### Given passage

Brainwaves of a few people predict mass audience reaction to TV programs and ads

July 31, 2014

Brain responses of just a few individuals are a remarkably strong predictor of response to future products and messages, according to a study conducted at the City College of New York (CCNY)  and Georgia Tech.

By analyzing the brainwaves of just 16 individuals as they watched mainstream television content, the researchers were able to accurately predict the preferences of large TV audiences — up to 90 percent in the case of Super Bowl commercials. The findings appear in a paper entitled “Audience Preferences Are Predicted by Temporal Reliability of Neural Processing,” published in Nature Communications (open access).

Overcoming bias

“Alternative methods such as self-reports are fraught with problems as people conform their responses to their own values and expectations,” said Jacek Dmochowski, lead author of the paper and a postdoctoral fellow at CCNY at the time the study was being conducted.

However, brain signals measured using electroencephalography (EEG) can, in principle, avoid this shortcoming by providing immediate physiological responses immune to such self-biasing. “Our findings show that these immediate responses are in fact closely tied to the subsequent behavior of the general population,” he added.

Lucas Parra, Herbert Kayser Professor of Biomedical Engineering at CCNY and the paper’s senior author explained: “When two people watch a movie, their brains respond similarly — but only if the video is engaging. Popular shows and commercials draw our attention and make our brainwaves very reliable [and predictable]; the audience is always ‘in-sync.'”

Predicting reactions to TV shows and Super Bowl Ads

In the study, participants watched scenes from The Walking Dead TV show and several commercials from the 2012 and 2013 Super Bowls. EEG electrodes were placed on their heads to capture brain activity. The recorded neural activity was then compared to audience reactions in the general population, using publicly available social media data provided by the Harmony Institute and ratings from USA Today’s Super Bowl Ad Meter.

######

_Set of tasks_.
(1) List every organization or publication named in the brainwave study article.
(2) Duplicate the brainwave study article from the words "July 31, 2014" up to and including the words "Communications (open access).".

### Listed records

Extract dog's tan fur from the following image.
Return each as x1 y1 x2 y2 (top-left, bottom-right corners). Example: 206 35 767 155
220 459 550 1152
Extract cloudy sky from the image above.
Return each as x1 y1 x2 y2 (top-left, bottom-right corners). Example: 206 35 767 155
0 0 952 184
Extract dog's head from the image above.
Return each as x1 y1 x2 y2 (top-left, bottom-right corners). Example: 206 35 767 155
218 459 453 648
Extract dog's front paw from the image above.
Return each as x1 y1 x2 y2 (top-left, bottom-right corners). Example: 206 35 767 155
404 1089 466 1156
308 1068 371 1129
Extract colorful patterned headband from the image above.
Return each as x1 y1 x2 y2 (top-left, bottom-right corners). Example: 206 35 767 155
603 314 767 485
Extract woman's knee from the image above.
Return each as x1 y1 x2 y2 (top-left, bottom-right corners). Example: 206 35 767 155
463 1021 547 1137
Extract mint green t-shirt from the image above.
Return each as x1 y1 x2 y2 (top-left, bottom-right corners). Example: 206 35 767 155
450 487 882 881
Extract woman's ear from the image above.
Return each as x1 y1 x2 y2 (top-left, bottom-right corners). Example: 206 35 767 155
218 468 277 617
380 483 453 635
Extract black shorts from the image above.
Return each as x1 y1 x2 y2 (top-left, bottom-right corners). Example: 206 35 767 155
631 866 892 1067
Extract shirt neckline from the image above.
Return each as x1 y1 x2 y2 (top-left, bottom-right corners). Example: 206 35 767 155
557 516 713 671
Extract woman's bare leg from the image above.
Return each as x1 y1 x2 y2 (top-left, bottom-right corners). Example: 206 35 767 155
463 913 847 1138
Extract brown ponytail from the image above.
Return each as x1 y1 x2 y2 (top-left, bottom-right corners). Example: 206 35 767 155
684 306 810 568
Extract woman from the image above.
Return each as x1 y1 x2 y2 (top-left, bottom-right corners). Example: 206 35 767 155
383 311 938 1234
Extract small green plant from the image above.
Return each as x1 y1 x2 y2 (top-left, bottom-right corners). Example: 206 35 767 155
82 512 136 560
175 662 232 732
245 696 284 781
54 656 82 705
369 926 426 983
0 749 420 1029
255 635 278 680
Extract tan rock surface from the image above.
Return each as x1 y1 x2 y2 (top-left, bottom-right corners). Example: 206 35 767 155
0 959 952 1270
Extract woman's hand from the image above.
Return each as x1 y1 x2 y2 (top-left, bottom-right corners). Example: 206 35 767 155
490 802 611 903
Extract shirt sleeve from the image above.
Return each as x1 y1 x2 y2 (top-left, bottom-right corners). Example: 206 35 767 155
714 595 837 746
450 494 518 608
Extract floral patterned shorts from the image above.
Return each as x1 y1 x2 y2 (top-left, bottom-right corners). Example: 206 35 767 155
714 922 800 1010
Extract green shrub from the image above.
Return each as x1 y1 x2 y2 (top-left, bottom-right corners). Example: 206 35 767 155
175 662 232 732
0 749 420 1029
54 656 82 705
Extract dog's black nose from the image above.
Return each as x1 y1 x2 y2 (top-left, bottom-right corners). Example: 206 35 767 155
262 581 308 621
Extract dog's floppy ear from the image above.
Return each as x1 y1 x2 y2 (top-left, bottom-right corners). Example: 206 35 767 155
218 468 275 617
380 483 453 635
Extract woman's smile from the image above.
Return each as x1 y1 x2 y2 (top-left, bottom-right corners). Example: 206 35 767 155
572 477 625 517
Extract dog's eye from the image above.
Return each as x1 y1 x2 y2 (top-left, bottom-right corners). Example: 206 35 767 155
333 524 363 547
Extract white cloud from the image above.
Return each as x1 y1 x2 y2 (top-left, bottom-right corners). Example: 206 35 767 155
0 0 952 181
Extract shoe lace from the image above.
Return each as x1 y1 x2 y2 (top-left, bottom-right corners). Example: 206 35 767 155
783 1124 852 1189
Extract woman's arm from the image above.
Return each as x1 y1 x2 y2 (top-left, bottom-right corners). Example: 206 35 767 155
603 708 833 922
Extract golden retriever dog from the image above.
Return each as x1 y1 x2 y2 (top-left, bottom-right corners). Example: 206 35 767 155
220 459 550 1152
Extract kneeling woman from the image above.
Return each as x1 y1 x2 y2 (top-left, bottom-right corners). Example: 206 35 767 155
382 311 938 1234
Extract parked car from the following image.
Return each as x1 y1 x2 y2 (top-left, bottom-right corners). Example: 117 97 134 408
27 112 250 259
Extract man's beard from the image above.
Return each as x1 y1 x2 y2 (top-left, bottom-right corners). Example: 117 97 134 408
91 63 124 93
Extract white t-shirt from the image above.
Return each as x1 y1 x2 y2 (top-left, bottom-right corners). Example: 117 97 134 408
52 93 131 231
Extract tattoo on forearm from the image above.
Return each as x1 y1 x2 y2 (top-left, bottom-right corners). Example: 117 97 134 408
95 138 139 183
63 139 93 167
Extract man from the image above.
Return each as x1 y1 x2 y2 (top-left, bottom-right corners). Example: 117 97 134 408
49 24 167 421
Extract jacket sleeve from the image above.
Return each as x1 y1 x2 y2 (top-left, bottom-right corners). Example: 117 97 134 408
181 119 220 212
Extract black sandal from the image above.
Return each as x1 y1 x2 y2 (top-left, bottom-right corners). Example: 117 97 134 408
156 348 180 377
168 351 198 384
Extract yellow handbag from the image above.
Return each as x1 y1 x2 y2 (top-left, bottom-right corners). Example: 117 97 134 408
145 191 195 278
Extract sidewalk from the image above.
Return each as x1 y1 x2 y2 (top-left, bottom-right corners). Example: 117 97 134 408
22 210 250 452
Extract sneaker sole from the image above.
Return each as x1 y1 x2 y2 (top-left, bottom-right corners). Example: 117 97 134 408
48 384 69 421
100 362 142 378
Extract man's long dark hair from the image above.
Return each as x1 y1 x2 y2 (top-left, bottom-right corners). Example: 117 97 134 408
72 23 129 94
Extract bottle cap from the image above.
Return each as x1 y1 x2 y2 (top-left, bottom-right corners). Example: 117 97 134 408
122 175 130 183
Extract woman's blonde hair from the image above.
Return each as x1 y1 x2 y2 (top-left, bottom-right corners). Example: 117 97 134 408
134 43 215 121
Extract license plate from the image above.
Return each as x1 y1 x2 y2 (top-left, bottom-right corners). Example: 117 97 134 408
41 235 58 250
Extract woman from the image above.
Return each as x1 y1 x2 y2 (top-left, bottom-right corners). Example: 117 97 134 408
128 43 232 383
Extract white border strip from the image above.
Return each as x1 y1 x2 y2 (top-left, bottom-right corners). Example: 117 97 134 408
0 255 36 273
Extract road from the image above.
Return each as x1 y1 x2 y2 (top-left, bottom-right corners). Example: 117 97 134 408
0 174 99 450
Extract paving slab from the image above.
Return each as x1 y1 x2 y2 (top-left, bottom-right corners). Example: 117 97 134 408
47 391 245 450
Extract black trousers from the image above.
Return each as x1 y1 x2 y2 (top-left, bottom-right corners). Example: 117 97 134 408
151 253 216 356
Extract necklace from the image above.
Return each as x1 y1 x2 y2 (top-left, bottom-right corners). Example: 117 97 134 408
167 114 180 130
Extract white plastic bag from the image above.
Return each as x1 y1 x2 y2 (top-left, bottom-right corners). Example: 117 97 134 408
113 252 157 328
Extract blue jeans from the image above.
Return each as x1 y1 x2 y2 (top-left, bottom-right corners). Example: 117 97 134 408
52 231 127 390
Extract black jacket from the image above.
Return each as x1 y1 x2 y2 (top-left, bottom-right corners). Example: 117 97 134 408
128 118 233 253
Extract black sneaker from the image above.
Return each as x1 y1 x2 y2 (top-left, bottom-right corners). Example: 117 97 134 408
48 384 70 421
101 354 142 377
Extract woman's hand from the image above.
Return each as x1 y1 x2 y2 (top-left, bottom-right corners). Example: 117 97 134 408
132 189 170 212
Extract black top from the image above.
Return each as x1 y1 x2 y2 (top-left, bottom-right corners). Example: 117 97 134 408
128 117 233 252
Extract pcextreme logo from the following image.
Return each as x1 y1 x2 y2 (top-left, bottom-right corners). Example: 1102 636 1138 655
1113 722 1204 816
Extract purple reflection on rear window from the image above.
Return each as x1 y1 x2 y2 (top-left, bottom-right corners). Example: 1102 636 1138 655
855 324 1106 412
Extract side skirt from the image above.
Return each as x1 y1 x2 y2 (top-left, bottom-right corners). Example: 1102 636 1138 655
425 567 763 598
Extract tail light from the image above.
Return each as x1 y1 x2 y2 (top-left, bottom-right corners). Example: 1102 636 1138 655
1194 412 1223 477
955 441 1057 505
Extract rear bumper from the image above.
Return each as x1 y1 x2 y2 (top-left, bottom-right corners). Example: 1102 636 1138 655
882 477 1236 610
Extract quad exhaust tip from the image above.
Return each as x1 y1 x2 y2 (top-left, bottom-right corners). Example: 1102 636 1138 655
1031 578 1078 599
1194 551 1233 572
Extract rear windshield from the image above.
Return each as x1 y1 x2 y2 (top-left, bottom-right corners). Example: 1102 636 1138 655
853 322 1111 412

######

_Results by task_.
(1) City College of New York (CCNY), Georgia Tech, Nature Communications, Harmony Institute, USA Today

(2)
July 31, 2014

Brain responses of just a few individuals are a remarkably strong predictor of response to future products and messages, according to a study conducted at the City College of New York (CCNY)  and Georgia Tech.

By analyzing the brainwaves of just 16 individuals as they watched mainstream television content, the researchers were able to accurately predict the preferences of large TV audiences — up to 90 percent in the case of Super Bowl commercials. The findings appear in a paper entitled “Audience Preferences Are Predicted by Temporal Reliability of Neural Processing,” published in Nature Communications (open access).